__Data__
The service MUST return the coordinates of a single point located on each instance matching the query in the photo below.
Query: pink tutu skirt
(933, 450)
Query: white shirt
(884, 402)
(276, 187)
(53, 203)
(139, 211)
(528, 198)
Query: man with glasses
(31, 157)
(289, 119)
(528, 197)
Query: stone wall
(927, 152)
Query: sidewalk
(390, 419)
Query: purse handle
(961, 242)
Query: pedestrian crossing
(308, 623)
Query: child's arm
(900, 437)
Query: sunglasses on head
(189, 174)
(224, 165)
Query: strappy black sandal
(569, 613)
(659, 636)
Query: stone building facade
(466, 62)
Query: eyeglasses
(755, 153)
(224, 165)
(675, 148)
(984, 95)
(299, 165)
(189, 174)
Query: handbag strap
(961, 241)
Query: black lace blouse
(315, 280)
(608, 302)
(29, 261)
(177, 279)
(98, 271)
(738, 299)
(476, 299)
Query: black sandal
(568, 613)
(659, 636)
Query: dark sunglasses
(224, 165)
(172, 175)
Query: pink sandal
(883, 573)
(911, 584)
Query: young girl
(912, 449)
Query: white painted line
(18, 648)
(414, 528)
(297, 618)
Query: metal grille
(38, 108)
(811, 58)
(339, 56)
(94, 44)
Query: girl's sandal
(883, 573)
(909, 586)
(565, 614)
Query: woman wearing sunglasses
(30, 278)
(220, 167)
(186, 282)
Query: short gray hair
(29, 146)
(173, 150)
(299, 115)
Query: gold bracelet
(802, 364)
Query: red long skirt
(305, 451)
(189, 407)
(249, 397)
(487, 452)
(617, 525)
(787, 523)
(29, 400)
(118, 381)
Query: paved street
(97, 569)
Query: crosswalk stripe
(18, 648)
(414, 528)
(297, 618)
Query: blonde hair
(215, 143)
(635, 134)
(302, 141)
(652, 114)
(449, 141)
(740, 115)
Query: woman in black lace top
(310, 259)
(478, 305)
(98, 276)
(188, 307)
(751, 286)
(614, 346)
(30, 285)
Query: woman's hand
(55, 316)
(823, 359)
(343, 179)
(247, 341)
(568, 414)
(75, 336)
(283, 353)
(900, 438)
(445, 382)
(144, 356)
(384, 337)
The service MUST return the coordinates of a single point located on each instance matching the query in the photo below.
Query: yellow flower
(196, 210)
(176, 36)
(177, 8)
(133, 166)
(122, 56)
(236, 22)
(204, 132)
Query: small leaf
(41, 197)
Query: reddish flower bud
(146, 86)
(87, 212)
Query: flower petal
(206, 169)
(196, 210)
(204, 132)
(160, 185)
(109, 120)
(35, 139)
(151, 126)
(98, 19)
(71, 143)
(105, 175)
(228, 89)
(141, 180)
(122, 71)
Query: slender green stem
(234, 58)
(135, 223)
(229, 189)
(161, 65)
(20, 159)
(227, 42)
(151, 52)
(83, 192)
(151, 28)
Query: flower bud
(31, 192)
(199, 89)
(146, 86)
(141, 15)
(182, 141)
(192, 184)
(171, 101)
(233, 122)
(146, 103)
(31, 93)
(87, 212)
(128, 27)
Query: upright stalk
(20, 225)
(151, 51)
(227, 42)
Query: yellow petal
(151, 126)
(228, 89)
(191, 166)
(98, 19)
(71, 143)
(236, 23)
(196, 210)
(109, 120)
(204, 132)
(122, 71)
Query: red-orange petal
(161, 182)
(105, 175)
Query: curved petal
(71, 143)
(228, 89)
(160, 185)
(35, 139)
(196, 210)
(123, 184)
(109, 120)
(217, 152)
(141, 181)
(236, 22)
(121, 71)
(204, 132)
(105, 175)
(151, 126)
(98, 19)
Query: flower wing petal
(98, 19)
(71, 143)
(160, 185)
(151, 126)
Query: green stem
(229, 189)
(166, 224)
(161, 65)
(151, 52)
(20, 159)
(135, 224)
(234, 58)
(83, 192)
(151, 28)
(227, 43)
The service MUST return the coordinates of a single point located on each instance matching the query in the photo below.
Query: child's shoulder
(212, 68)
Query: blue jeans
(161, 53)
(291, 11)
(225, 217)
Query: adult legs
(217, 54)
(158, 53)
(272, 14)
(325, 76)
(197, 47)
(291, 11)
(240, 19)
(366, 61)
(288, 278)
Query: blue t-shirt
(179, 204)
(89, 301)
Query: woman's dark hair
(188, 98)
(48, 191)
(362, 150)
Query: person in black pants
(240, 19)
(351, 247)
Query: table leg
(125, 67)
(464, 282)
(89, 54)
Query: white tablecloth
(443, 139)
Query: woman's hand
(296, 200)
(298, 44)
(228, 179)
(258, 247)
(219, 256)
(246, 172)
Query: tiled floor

__Exercise goal__
Print the listing once more, exactly as it stands above.

__Solution for this exercise__
The service MUST return the coordinates of a single point located on each instance matching the query in the photo below.
Query: pink tutu skirt
(933, 450)
Query: white shirt
(884, 402)
(276, 187)
(53, 203)
(139, 211)
(528, 198)
Query: man with glasses
(31, 157)
(289, 119)
(528, 197)
Query: stone wall
(927, 152)
Query: sidewalk
(390, 419)
Query: purse handle
(961, 242)
Query: pedestrian crossing
(308, 623)
Query: child's arm
(900, 437)
Query: sunglasses on head
(189, 174)
(224, 165)
Query: strappy black sandal
(569, 613)
(659, 636)
Query: stone building facade
(466, 62)
Query: eyeglasses
(755, 153)
(224, 165)
(675, 148)
(984, 95)
(299, 165)
(189, 174)
Query: handbag strap
(961, 241)
Query: black lace blouse
(315, 280)
(608, 302)
(29, 261)
(177, 279)
(98, 271)
(738, 299)
(476, 299)
Query: black sandal
(568, 613)
(659, 636)
Query: dark sunglasses
(224, 165)
(172, 175)
Query: pink sandal
(883, 573)
(911, 584)
Query: young girl
(912, 449)
Query: white painted line
(18, 648)
(414, 528)
(297, 618)
Query: metal grille
(38, 108)
(811, 58)
(339, 56)
(94, 44)
Query: girl's sandal
(883, 573)
(909, 586)
(565, 614)
Query: woman wearing sunglasses
(30, 278)
(220, 167)
(186, 282)
Query: short gray hair
(29, 146)
(173, 150)
(299, 115)
Query: gold bracelet
(802, 364)
Query: red long skirt
(305, 451)
(189, 407)
(249, 397)
(487, 452)
(617, 525)
(787, 523)
(29, 400)
(118, 381)
Query: paved street
(97, 569)
Query: crosswalk stripe
(18, 648)
(414, 528)
(297, 618)
Query: blonde hair
(215, 143)
(635, 134)
(302, 141)
(652, 114)
(449, 141)
(740, 115)
Query: woman in black lace top
(310, 259)
(478, 305)
(98, 276)
(188, 307)
(751, 286)
(614, 346)
(30, 285)
Query: woman's hand
(55, 316)
(823, 359)
(343, 179)
(247, 341)
(568, 414)
(75, 336)
(283, 353)
(900, 438)
(445, 382)
(144, 356)
(384, 337)
The service MUST return the coordinates of a single point located on each instance matching the query in the photo below.
Query: yellow flower
(196, 210)
(176, 36)
(177, 8)
(133, 166)
(122, 56)
(236, 22)
(204, 132)
Query: small leaf
(41, 197)
Query: reddish flower bud
(146, 86)
(87, 212)
Query: flower petal
(206, 169)
(196, 210)
(204, 132)
(160, 185)
(109, 120)
(35, 139)
(151, 126)
(98, 19)
(71, 143)
(105, 175)
(228, 89)
(141, 180)
(122, 71)
Query: slender green stem
(234, 58)
(135, 223)
(229, 189)
(161, 65)
(20, 159)
(227, 42)
(151, 52)
(83, 192)
(151, 28)
Query: flower bud
(31, 192)
(199, 89)
(146, 86)
(141, 15)
(182, 141)
(192, 184)
(171, 101)
(233, 122)
(146, 103)
(31, 93)
(87, 212)
(128, 27)
Query: upright stalk
(20, 225)
(151, 51)
(227, 42)
Query: yellow petal
(151, 126)
(228, 89)
(191, 166)
(98, 19)
(71, 143)
(236, 23)
(196, 210)
(109, 120)
(204, 132)
(122, 71)
Query: red-orange petal
(161, 182)
(105, 175)
Query: curved petal
(71, 143)
(228, 89)
(160, 185)
(35, 139)
(196, 210)
(123, 184)
(109, 120)
(217, 152)
(141, 181)
(236, 22)
(121, 71)
(204, 132)
(105, 175)
(151, 126)
(98, 19)
Query: flower wing petal
(98, 19)
(71, 143)
(160, 185)
(151, 126)
Query: green stem
(229, 189)
(166, 224)
(161, 65)
(151, 52)
(20, 159)
(135, 224)
(234, 58)
(83, 192)
(151, 28)
(227, 43)
The service MUST return the coordinates of a single point located on each instance matching the query in the photo below.
Query: child's shoulder
(212, 68)
Query: blue jeans
(161, 53)
(291, 11)
(225, 217)
Query: adult legs
(217, 54)
(158, 53)
(272, 14)
(325, 76)
(197, 47)
(291, 11)
(240, 19)
(366, 61)
(288, 278)
Query: blue t-shirt
(179, 204)
(89, 301)
Query: woman's dark hair
(188, 98)
(48, 191)
(362, 150)
Query: person in black pants
(240, 19)
(351, 247)
Query: table leg
(125, 67)
(464, 282)
(89, 54)
Query: white tablecloth
(443, 139)
Query: woman's hand
(296, 200)
(298, 44)
(228, 179)
(258, 247)
(219, 256)
(246, 172)
Query: tiled floor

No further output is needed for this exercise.